Document excerpt:
"Good Old Rock 'n' Roll", also known as "The Dave Clark Play Good Old Rock 'n' Roll", is a medley by British band the Dave Clark Five, released as a single in November 1969. It was a top-ten hit in the UK, peaking at number 7 on the Singles Chart in January 1970.

Medley 
The A-side comprises seven songs: "Good Old Rock 'n' Roll", originally by Cat Mother & the All Night Newsboys; "Sweet Little Sixteen", originally by Chuck Berry; "Long Tall Sally", originally by Little Richard; "Chantilly Lace", originally by the Big Bopper; "Whole Lotta Shakin' Goin' On", best known for the version by Jerry Lee Lewis; "Blue Suede Shoes", originally by Carl Perkins; and "Lucille", originally by Little Richard. 

The B-side comprises two songs, "Reelin' and Rockin'" and "Memphis Tennessee", both originally by Chuck Berry. 

The single had audience screams dubbed in and the album version of the A-side was over half the time shorter. In the US, a single was also released as "Good Old Rock 'n' Roll". However, this single is equivalent to the follow-up medley "More Good Old Rock 'n' Roll".

Instruction: Resume the article on the Dave Clark Five single, picking up after its final sentence. The data are separate material, unrelated to the article on the Dave Clark Five single.

Given material:
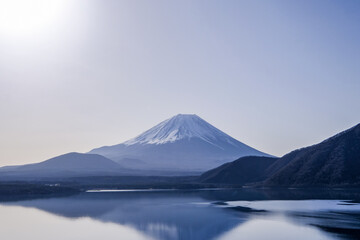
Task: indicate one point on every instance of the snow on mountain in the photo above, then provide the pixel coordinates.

Answer to this exercise:
Reception 
Reviewing for New Musical Express, Derek Johnson wrote that the single is not the "official follow-up to "Put a Little Love in Your Heart" – but a special 'bonus' release". He described it as a "great Christmas party disc for the young-at-heart", but that it "would have been better without the dubbed-in audience screams".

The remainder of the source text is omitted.